### [EXERCISE PROMPT]
In the passage on the optimal contract and credit lines, copy word for word everything between "In our continuous-time" and "project selection.", inclusive.

### [SELECTED PASSAGE]
In the optimal contract, the agent is compensated by holding a fraction of the firm’s equity. The
remaining equity, debt, and credit line are held by outside investors. The firm draws on the credit line
to cover losses, and pays off the credit line when it realizes a profit. Thus, in our model leverage is
negatively related with past profitability. Dividends are paid when cash flows exceed debt payments
and the credit line is paid off. If debt service payments are not made or the credit line is overdrawn, the
firm defaults and the project is terminated. In rare instances in which the firm pays a liquidating
dividend to equity holders, only the outside equity is paid. Thus, payments to inside and outside equity
differ only at liquidation.
The credit line is a key feature of our implementation of the optimal contract. Empirically, credit
lines are an important (and understudied) component of firm financing: Between 1995 and 2004, credit

lines accounted for 63% (by dollar volume) of all corporate debt.
1
Our results may shed light both on
the choice between credit lines and other forms of borrowing, and the characteristics of the credit line
contracts that are used. In our model, it is this access to credit that provides the firm the financial slack
needed to operate given the risk of operating losses. The balance on the credit line, and therefore the
amount of financial slack, fluctuates with the past performance of the firm. Thus, our model generates
a dynamic model of capital structure in which leverage falls with the profitability of the firm.
In our continuous-time setting the project generates cumulative cash flows that follow a
Brownian motion with positive drift. Using techniques introduced by Sannikov (2005), we develop a
martingale approach to formulate the agent’s incentive compatibility constraint. We then characterize
the optimal contract through an ordinary differential equation. This characterization, unlike that using
the discrete-time Bellman equation, allows for an analytic derivation of the impact of the model
parameters on the optimal contract. The methodology we develop is quite powerful, and can be
naturally extended to include more complicated moral hazard environments, as well as investment and
project selection.
In addition to this methodological contribution, by formulating the model in continuous-time we
obtain a number of important new results. First, in the discrete-time setting, public randomization over
the decision to terminate the project is sometimes required. We show that this randomization, which is
somewhat unnatural, is not required in the continuous-time setting. Indeed, in our model the
termination decision is based only on the firm’s past performance.

### [GIVEN ENTRIES]
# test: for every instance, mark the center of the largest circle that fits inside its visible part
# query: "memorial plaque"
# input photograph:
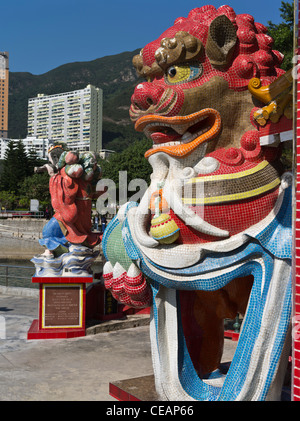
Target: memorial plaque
(62, 306)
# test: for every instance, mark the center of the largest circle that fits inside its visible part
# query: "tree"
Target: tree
(283, 33)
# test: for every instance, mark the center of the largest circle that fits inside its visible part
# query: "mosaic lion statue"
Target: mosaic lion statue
(211, 238)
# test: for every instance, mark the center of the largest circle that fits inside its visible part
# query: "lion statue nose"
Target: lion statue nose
(146, 95)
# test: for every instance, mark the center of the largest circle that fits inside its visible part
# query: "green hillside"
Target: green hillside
(115, 75)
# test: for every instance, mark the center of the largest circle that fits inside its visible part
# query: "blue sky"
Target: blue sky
(41, 35)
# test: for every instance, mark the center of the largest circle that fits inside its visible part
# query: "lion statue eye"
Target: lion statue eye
(183, 73)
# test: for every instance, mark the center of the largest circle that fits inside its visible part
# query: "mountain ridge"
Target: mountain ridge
(114, 74)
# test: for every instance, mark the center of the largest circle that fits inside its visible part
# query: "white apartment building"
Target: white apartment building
(40, 146)
(71, 117)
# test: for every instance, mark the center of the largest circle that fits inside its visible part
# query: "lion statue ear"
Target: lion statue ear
(221, 41)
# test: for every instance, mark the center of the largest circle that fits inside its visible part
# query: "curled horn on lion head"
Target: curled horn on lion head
(211, 237)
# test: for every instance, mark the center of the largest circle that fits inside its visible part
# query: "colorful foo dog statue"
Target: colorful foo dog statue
(211, 238)
(68, 236)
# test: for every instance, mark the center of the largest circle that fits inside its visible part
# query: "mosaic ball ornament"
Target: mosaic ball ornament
(217, 107)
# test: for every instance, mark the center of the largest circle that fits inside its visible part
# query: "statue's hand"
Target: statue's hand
(128, 288)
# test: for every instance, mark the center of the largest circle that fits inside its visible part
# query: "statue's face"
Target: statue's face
(197, 76)
(196, 108)
(54, 155)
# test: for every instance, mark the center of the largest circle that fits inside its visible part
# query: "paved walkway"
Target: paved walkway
(78, 369)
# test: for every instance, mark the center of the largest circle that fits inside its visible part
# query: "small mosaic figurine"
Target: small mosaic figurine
(72, 185)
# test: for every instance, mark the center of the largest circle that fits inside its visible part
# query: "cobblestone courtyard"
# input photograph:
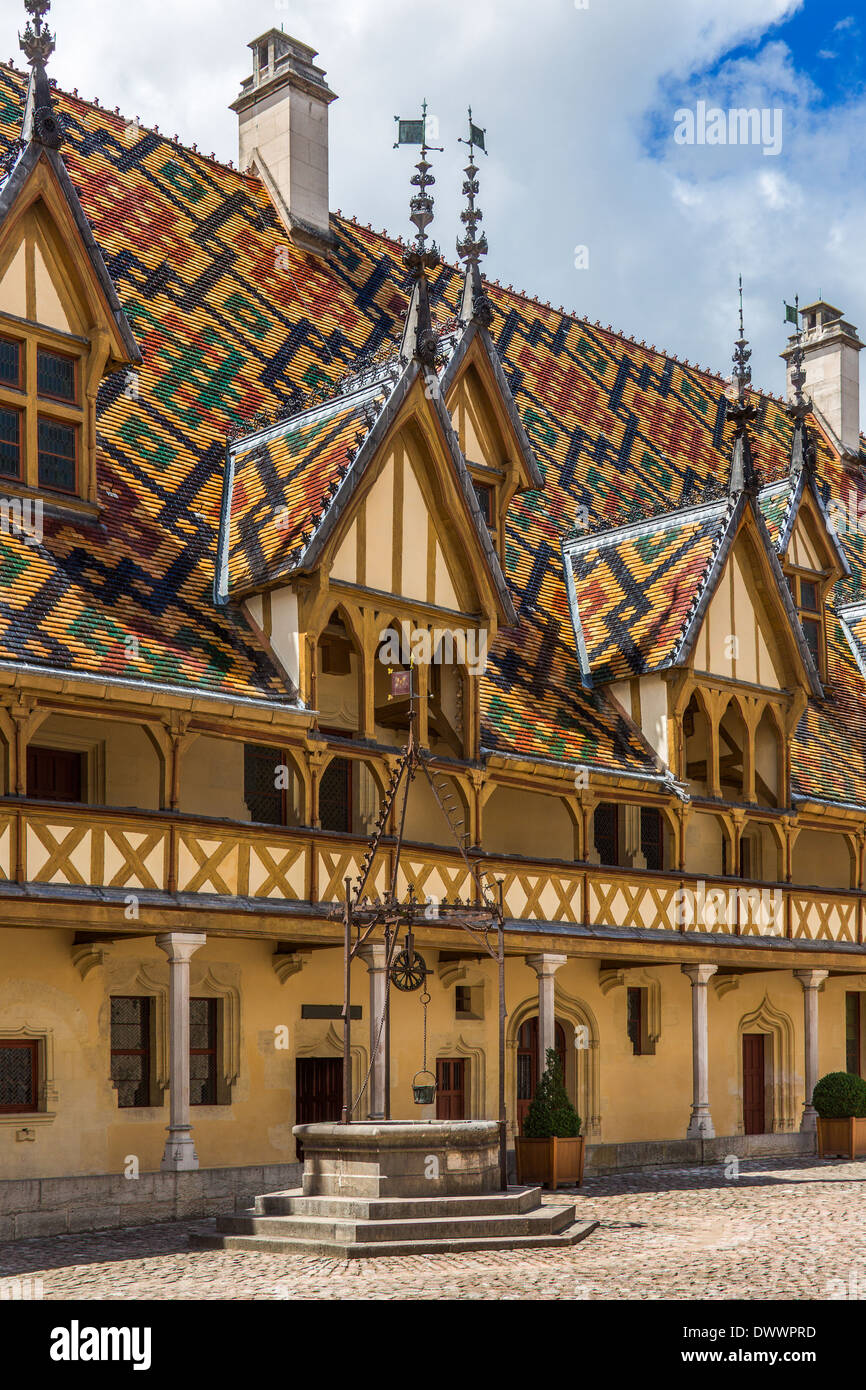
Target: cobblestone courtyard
(781, 1229)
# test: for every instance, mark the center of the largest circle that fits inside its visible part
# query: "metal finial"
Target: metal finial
(473, 246)
(742, 373)
(41, 121)
(474, 305)
(802, 444)
(36, 42)
(801, 405)
(420, 257)
(419, 337)
(741, 412)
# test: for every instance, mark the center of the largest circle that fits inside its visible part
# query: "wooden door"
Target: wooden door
(319, 1089)
(527, 1064)
(754, 1116)
(54, 774)
(451, 1089)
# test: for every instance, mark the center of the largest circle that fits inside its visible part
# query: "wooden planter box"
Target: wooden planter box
(551, 1161)
(845, 1139)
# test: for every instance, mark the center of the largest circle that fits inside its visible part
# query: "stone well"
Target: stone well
(399, 1158)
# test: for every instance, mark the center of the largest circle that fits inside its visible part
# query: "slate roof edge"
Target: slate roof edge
(708, 583)
(815, 681)
(660, 521)
(831, 531)
(127, 683)
(822, 801)
(356, 470)
(574, 763)
(471, 499)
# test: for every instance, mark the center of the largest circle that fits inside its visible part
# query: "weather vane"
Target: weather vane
(470, 246)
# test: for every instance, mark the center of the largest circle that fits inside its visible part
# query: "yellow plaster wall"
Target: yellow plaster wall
(517, 822)
(637, 1097)
(731, 640)
(396, 558)
(702, 844)
(13, 285)
(822, 858)
(801, 549)
(123, 763)
(211, 779)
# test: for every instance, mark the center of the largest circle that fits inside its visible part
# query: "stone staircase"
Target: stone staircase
(353, 1228)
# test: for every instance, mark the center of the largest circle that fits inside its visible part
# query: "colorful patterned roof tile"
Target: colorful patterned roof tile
(635, 588)
(234, 320)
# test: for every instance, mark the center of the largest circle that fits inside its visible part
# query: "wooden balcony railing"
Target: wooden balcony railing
(129, 849)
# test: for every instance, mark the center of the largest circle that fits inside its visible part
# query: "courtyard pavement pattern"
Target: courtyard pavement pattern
(780, 1229)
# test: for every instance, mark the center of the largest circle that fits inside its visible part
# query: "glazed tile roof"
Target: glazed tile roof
(232, 320)
(282, 480)
(635, 588)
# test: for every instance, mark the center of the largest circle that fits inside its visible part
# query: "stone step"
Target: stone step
(363, 1250)
(516, 1201)
(546, 1221)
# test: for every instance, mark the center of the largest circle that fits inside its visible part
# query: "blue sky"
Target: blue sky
(580, 99)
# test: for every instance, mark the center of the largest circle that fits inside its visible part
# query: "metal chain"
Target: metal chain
(426, 1001)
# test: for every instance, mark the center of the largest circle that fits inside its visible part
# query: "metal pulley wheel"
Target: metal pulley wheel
(409, 970)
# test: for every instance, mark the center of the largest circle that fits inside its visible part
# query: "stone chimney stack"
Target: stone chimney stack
(282, 134)
(833, 371)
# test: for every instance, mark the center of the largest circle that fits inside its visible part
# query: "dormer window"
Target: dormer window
(11, 363)
(57, 455)
(56, 377)
(808, 599)
(10, 442)
(41, 414)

### [RESULT]
In our continuous-time setting the project generates cumulative cash flows that follow a
Brownian motion with positive drift. Using techniques introduced by Sannikov (2005), we develop a
martingale approach to formulate the agent’s incentive compatibility constraint. We then characterize
the optimal contract through an ordinary differential equation. This characterization, unlike that using
the discrete-time Bellman equation, allows for an analytic derivation of the impact of the model
parameters on the optimal contract. The methodology we develop is quite powerful, and can be
naturally extended to include more complicated moral hazard environments, as well as investment and
project selection.